◆ REQUEST: Reproduce the listing below verbatim, keeping every line unchanged and in its original order.

◆ PROVIDED DATA:
────────────────

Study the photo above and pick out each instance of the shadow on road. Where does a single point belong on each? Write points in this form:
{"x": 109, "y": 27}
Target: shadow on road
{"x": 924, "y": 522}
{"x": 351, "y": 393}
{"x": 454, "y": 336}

────────────────

◆ OUTPUT OF THE EXERCISE:
Study the photo above and pick out each instance of the shadow on road. Where does a single point belong on each? Write points in this form:
{"x": 109, "y": 27}
Target: shadow on road
{"x": 924, "y": 522}
{"x": 351, "y": 393}
{"x": 454, "y": 336}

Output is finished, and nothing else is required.